What is required ->
How many lines in the listing below contain the word "brief"? Reply with the number alone.

Data shown ->
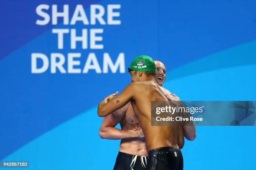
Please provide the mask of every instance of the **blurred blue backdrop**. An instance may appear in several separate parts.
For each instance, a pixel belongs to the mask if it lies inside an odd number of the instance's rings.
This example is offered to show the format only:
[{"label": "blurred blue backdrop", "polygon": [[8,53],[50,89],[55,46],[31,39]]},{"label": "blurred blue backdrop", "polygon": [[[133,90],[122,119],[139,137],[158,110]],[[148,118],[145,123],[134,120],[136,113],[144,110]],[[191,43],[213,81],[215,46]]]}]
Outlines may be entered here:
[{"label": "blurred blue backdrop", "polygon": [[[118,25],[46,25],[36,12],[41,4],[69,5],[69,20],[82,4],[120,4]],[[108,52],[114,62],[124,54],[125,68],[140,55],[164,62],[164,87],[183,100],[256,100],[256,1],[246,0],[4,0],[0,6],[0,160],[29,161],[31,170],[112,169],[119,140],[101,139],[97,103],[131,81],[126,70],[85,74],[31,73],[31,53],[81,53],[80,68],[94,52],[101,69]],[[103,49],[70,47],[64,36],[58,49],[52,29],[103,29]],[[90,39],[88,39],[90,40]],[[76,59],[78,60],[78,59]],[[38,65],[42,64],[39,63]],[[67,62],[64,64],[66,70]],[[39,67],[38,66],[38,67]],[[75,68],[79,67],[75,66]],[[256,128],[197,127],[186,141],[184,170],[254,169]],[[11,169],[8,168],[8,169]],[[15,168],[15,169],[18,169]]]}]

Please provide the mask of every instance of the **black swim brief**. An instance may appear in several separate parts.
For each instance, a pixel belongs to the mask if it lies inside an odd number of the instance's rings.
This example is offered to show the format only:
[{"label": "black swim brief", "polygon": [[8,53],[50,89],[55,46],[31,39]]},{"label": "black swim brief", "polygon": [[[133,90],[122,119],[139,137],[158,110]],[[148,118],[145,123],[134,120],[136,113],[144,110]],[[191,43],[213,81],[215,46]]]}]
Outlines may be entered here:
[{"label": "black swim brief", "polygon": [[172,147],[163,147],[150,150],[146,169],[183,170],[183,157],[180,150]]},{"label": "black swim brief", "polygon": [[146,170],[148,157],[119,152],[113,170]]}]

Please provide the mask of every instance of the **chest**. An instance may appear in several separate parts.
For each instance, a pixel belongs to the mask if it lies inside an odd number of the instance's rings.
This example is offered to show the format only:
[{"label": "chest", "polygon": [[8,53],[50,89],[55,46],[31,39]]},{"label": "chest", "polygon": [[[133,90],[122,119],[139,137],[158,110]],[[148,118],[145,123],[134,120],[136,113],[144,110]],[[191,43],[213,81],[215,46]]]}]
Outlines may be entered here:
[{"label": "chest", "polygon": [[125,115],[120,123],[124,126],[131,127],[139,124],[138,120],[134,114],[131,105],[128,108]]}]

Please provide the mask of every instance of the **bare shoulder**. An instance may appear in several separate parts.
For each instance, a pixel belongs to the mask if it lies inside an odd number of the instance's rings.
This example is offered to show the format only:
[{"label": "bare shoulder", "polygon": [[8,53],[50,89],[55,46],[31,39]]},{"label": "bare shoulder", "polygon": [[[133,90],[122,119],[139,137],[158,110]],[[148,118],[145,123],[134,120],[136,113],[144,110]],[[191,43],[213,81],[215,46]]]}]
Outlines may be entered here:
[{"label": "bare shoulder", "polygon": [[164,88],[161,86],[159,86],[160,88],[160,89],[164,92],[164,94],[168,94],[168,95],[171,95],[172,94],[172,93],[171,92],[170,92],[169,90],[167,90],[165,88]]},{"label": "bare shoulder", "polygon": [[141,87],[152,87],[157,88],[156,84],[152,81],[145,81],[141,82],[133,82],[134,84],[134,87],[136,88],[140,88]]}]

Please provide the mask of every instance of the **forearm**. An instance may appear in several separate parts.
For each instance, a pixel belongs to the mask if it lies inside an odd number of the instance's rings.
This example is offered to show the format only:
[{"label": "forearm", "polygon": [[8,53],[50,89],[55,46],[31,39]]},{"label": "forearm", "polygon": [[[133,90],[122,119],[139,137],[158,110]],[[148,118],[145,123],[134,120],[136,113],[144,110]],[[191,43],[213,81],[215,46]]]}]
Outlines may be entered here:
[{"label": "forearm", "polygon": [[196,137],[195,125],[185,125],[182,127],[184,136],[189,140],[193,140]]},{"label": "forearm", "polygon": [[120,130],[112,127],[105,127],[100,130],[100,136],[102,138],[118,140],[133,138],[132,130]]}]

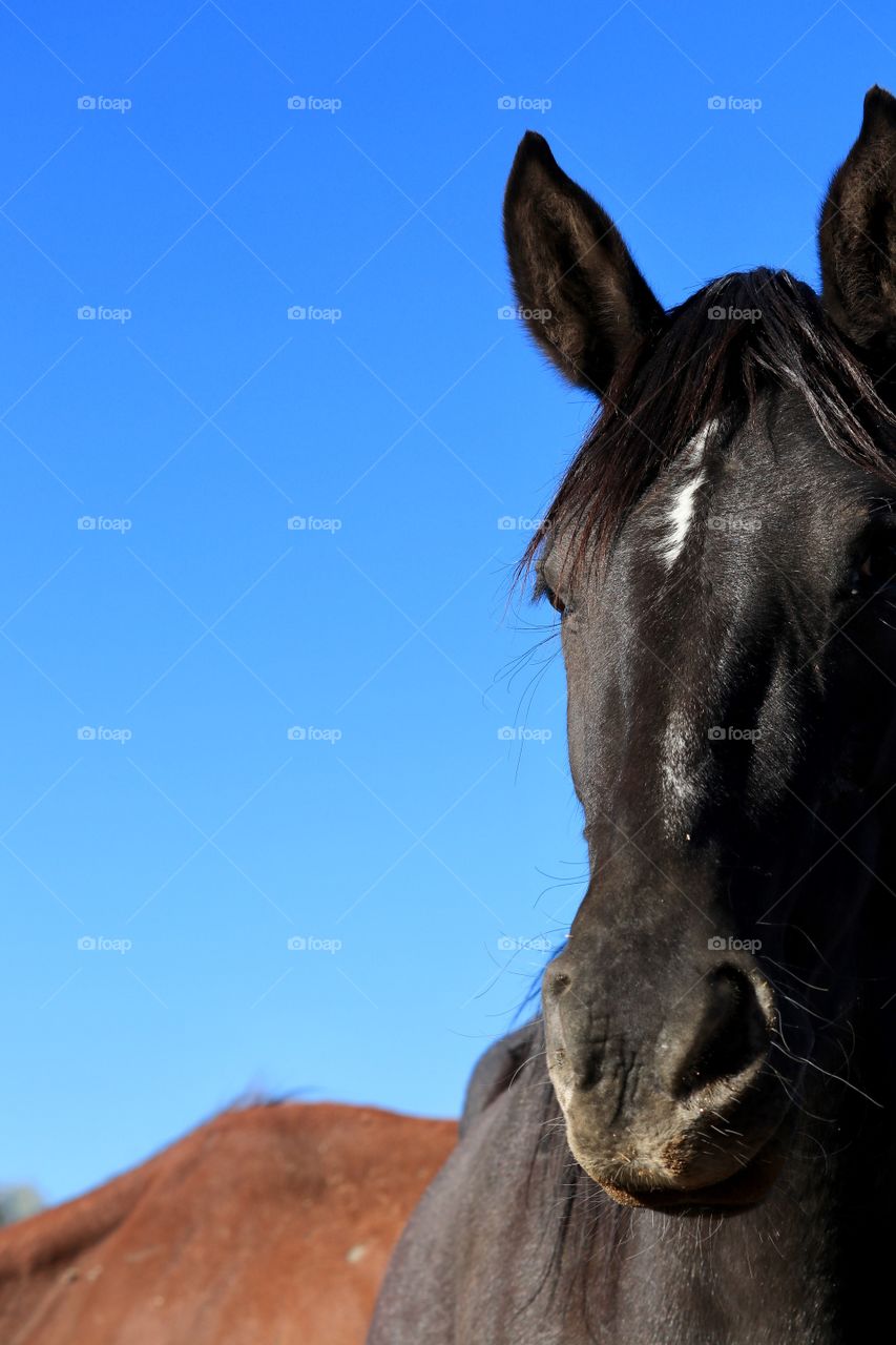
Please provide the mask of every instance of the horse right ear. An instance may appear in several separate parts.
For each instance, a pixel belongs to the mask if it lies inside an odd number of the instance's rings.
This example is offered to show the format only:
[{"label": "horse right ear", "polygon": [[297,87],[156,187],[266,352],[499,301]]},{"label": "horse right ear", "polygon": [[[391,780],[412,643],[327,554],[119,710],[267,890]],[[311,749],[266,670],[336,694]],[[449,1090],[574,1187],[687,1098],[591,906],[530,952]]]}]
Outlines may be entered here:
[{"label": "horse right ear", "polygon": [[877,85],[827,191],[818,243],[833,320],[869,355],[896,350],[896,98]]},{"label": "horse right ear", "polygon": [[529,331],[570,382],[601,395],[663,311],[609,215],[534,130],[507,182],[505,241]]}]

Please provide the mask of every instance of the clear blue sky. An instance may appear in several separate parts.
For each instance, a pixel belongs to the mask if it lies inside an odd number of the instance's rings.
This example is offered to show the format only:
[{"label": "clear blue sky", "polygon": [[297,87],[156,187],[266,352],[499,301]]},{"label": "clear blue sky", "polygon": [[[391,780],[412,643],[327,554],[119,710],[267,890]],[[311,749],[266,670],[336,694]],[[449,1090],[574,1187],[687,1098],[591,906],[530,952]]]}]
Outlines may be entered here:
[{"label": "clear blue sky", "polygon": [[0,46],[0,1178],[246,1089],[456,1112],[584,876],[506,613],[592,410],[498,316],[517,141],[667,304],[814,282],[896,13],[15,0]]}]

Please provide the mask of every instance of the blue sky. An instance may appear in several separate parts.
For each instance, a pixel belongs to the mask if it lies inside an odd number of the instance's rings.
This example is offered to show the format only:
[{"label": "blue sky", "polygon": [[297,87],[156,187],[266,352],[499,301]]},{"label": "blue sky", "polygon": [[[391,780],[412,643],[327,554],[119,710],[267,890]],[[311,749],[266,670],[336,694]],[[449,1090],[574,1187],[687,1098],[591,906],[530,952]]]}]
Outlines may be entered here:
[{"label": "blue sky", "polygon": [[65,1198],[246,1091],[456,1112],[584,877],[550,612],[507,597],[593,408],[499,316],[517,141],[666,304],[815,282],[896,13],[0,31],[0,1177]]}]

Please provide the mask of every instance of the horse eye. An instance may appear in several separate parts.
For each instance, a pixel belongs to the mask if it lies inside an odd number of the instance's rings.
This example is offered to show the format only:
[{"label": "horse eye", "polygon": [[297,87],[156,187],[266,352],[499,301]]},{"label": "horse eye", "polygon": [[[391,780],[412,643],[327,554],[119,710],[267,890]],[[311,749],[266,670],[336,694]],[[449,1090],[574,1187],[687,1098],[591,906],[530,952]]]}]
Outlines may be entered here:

Output for this task ->
3